(Data records)
★ ★ ★ ★ ★ ★ ★

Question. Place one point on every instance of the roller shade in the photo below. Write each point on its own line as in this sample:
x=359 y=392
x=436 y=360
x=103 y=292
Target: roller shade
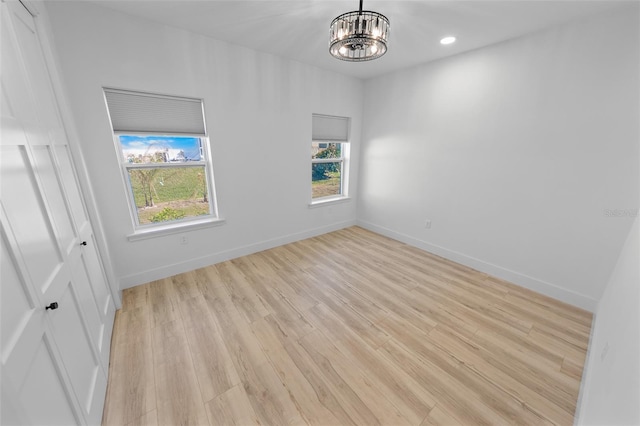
x=328 y=128
x=150 y=113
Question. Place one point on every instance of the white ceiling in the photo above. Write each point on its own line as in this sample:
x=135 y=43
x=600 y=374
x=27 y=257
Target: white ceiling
x=299 y=29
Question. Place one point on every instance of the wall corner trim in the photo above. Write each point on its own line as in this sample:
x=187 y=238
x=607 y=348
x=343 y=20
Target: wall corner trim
x=514 y=277
x=165 y=271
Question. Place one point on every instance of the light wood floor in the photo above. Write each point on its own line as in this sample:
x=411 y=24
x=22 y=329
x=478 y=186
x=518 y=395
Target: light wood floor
x=346 y=328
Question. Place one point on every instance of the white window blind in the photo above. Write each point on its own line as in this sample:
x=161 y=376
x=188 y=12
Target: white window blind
x=329 y=128
x=151 y=113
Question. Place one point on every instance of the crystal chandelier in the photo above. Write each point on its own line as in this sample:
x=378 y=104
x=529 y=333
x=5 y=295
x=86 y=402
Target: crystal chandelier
x=359 y=35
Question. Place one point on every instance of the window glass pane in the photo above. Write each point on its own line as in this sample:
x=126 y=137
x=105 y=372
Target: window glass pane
x=326 y=150
x=160 y=149
x=169 y=193
x=326 y=179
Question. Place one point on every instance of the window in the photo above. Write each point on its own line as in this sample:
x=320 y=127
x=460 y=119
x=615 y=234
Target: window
x=329 y=153
x=164 y=153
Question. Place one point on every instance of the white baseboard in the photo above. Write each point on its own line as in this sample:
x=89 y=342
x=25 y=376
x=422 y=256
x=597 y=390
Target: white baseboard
x=210 y=259
x=534 y=284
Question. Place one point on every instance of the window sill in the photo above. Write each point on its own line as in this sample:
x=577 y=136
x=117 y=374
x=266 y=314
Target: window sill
x=328 y=201
x=174 y=228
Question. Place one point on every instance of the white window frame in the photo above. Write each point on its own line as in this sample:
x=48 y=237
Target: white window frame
x=143 y=231
x=205 y=163
x=343 y=139
x=344 y=146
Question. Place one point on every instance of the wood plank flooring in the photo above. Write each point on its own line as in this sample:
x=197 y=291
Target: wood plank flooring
x=345 y=328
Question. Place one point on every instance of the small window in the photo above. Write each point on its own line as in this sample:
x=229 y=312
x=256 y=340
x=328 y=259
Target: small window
x=329 y=152
x=164 y=155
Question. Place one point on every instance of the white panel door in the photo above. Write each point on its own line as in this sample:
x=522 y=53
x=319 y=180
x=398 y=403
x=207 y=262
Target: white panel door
x=54 y=361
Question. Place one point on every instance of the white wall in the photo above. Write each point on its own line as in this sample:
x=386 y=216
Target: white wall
x=258 y=111
x=611 y=382
x=514 y=152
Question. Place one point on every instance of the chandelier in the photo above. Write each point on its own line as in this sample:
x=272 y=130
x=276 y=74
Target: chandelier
x=359 y=35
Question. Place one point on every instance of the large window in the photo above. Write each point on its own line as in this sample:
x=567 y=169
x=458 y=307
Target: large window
x=329 y=152
x=164 y=154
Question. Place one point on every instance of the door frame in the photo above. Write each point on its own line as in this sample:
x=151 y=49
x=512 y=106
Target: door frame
x=38 y=10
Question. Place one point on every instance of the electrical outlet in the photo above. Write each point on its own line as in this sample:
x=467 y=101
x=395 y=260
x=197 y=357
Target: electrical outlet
x=604 y=352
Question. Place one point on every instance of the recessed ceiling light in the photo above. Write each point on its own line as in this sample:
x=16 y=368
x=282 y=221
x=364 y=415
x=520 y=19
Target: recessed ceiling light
x=448 y=40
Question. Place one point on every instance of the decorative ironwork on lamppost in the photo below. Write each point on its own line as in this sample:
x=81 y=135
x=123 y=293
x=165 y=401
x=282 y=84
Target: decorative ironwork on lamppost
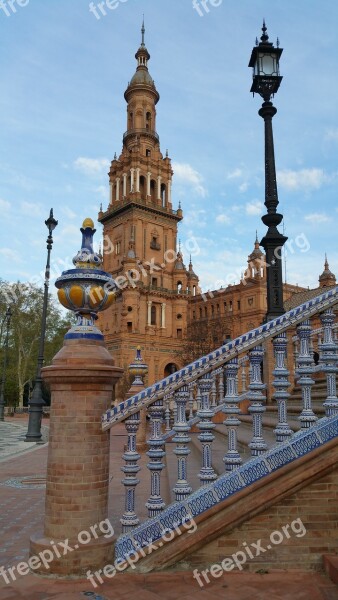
x=36 y=402
x=7 y=320
x=266 y=81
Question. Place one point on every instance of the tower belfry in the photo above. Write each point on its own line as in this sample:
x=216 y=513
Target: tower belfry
x=141 y=226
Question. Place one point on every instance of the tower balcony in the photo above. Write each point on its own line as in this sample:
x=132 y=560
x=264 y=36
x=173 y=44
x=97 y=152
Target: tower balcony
x=141 y=131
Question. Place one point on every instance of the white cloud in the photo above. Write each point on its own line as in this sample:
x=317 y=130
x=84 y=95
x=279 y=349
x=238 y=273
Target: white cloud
x=31 y=209
x=70 y=214
x=195 y=218
x=92 y=166
x=10 y=255
x=317 y=218
x=103 y=192
x=304 y=179
x=254 y=208
x=186 y=174
x=236 y=174
x=223 y=219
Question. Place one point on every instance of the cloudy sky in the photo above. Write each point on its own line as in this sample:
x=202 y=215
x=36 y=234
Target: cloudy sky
x=64 y=70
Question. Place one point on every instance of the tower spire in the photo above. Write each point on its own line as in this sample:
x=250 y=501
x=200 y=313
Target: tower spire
x=143 y=32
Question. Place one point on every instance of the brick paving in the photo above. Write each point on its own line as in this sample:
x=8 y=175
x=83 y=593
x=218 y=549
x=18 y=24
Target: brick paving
x=21 y=515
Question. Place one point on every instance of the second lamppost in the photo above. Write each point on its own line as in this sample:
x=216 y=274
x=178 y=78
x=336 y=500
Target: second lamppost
x=266 y=81
x=6 y=322
x=36 y=402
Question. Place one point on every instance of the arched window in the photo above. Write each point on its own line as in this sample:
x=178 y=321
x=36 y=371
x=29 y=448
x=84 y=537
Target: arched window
x=143 y=187
x=153 y=190
x=148 y=120
x=163 y=194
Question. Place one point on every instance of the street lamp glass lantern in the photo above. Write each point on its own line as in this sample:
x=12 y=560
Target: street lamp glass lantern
x=264 y=61
x=267 y=64
x=51 y=222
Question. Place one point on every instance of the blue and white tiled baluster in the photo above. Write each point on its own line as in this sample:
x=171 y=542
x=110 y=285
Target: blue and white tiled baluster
x=156 y=452
x=167 y=400
x=205 y=425
x=243 y=376
x=281 y=384
x=129 y=518
x=329 y=359
x=304 y=372
x=220 y=388
x=232 y=458
x=257 y=400
x=213 y=391
x=182 y=488
x=198 y=396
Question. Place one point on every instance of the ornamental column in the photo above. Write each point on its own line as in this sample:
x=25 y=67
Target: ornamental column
x=169 y=191
x=163 y=307
x=111 y=192
x=159 y=179
x=81 y=378
x=149 y=303
x=138 y=170
x=132 y=180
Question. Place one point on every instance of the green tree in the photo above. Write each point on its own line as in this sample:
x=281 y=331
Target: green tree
x=26 y=302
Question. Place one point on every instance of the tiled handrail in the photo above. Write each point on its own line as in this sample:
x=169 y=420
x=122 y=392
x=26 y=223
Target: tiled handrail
x=219 y=357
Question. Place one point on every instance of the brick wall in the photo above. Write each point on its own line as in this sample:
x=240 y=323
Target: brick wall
x=317 y=508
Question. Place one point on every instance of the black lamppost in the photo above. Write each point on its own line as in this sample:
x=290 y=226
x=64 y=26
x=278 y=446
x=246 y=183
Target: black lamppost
x=266 y=81
x=6 y=321
x=36 y=402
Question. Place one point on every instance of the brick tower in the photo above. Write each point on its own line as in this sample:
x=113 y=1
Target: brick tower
x=141 y=226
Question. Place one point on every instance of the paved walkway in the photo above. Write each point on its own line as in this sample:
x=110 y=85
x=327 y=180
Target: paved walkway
x=21 y=515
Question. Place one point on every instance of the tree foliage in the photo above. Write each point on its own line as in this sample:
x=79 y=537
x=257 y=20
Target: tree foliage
x=26 y=302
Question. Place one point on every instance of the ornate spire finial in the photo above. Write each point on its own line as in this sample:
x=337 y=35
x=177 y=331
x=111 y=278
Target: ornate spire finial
x=143 y=32
x=264 y=36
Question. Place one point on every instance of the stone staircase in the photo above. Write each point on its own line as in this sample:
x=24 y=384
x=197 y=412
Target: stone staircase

★ ★ ★ ★ ★ ★ ★

_TASK DIRECTIONS_
Rewrite the stretch of the listing above from the line containing "Question. Place one point on every instance of the arched" through the line containing "x=163 y=194", requests included. Scale every answer point coordinate by 1.65, rounding to whole numbers with halves going up, and leave the sample coordinates in the request unchanged.

_ANSWER FOR THE TASK_
Question. Place one point on every instance of the arched window in the photo above. Write each point on its own line as in this sample:
x=178 y=321
x=36 y=371
x=29 y=448
x=84 y=537
Target: arched window
x=236 y=309
x=252 y=314
x=244 y=198
x=269 y=320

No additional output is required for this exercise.